EXERCISE REQUIREMENTS
Beginning with the line where "Class, indicate each instance of the eyeglass" appears, retype every remaining line of the data below, both the first and last included.

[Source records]
%%
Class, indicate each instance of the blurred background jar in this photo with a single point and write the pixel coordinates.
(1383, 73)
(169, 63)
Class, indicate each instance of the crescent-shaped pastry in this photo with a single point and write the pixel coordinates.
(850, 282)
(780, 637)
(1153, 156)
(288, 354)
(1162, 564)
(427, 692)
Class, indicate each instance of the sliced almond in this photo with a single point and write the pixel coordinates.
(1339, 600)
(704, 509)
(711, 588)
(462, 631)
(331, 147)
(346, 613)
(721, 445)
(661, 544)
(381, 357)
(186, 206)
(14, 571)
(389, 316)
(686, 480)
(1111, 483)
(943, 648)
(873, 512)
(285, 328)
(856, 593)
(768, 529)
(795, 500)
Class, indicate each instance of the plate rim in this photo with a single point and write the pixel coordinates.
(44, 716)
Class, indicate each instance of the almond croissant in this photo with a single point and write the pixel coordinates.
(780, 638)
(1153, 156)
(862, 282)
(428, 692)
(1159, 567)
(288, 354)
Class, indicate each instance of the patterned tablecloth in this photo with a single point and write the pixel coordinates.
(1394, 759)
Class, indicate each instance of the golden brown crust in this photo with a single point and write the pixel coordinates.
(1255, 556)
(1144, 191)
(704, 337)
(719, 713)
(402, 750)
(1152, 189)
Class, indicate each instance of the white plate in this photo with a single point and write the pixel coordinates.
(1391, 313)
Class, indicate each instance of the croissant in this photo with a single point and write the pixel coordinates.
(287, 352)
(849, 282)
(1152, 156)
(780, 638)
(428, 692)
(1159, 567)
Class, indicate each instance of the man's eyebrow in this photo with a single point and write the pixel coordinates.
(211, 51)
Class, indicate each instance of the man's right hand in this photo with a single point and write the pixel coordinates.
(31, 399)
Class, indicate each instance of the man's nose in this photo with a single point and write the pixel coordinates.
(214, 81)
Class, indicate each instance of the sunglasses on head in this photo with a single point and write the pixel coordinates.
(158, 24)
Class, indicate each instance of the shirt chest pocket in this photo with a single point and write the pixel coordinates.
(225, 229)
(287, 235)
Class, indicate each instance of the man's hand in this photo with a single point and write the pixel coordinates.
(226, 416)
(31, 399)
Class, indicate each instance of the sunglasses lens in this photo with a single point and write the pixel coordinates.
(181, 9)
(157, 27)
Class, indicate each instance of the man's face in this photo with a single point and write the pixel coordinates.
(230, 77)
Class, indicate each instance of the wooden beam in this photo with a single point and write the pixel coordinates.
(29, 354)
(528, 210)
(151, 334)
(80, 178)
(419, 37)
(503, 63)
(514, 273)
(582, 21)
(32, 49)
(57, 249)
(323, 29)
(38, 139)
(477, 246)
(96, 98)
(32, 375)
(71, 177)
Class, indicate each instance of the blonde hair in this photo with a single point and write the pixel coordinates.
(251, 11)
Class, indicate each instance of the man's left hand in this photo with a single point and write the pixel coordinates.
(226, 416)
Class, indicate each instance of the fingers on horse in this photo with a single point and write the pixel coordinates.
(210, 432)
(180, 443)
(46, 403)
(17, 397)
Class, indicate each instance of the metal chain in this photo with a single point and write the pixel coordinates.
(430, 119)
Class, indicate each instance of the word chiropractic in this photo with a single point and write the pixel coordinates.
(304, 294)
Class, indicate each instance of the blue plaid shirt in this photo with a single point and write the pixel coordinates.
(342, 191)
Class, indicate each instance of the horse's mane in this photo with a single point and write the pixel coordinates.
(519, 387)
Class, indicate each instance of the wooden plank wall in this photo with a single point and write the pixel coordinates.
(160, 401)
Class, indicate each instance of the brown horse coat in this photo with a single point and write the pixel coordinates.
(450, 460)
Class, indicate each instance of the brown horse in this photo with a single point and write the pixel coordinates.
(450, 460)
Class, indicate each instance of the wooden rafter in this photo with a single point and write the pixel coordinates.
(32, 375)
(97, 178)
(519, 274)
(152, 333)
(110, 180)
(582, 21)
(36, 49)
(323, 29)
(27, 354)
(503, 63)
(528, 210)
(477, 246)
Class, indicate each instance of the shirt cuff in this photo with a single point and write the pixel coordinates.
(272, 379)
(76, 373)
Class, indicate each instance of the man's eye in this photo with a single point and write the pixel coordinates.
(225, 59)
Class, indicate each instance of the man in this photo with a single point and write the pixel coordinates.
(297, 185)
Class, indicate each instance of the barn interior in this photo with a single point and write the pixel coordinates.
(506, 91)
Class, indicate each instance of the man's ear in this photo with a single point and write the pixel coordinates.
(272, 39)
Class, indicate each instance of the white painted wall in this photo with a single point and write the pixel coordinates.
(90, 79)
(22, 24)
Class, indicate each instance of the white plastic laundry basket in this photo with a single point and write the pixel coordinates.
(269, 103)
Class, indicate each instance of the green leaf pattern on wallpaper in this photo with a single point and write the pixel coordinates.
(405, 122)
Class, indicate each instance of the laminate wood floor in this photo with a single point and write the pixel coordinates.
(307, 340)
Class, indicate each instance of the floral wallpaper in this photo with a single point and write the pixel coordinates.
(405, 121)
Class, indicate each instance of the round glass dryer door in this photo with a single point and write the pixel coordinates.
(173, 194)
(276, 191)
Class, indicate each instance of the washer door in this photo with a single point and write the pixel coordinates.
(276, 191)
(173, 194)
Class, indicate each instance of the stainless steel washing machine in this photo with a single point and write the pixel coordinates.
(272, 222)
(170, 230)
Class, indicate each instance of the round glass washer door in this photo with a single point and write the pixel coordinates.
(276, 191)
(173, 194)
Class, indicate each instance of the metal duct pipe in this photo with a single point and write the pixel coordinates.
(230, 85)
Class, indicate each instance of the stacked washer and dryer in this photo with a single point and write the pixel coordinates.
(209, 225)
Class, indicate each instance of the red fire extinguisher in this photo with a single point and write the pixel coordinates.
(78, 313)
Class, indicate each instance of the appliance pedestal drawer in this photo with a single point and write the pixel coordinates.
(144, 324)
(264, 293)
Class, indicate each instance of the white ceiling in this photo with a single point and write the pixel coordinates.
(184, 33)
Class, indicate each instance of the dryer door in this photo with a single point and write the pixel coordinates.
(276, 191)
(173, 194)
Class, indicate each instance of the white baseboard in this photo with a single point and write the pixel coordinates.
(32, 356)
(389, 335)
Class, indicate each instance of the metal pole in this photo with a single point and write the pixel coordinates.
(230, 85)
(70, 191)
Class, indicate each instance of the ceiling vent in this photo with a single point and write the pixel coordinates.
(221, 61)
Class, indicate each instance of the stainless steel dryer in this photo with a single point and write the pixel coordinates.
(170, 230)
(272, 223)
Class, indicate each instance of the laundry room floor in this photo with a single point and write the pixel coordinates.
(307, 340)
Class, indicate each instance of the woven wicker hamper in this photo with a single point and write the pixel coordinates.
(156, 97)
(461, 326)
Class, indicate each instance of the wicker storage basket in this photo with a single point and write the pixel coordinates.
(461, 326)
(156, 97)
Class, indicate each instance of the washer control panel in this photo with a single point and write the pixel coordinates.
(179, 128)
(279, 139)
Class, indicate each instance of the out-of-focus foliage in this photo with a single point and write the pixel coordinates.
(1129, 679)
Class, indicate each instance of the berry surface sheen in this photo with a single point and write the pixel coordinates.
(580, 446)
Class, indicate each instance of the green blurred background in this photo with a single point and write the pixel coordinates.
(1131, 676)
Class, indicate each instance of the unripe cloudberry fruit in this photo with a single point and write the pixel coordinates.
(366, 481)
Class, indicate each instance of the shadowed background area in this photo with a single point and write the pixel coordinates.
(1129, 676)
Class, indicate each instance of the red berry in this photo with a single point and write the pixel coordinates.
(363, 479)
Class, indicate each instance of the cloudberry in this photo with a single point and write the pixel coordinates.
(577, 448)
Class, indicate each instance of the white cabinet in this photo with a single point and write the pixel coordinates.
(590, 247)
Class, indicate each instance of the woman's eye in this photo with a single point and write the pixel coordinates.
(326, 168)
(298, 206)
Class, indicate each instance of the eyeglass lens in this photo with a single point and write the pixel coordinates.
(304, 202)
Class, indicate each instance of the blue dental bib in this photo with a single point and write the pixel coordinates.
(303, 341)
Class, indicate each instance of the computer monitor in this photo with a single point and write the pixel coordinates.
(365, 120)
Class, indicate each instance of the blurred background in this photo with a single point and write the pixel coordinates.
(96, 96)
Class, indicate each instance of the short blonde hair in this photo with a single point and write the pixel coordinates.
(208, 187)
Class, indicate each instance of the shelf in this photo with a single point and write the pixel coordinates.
%%
FULL RESPONSE
Class, indicate each instance of the eyeglass lens in this photo with a single point and write the pixel coordinates.
(304, 202)
Class, indicate each instance of the blue dental bib in this photo with a single point and write the pixel coordinates.
(303, 341)
Class, indicate each instance of the computer monitor in this photo with a single point and write the pixel coordinates.
(365, 120)
Class, indicate each instance of the blurred background in this photo with a single point and write the pixel coordinates.
(96, 96)
Class, indicate each instance of the short blonde hair in this photo with a single point and write the pixel coordinates.
(208, 187)
Class, indicate each instance of the shelf in this photo with a single point and write the pixel coordinates.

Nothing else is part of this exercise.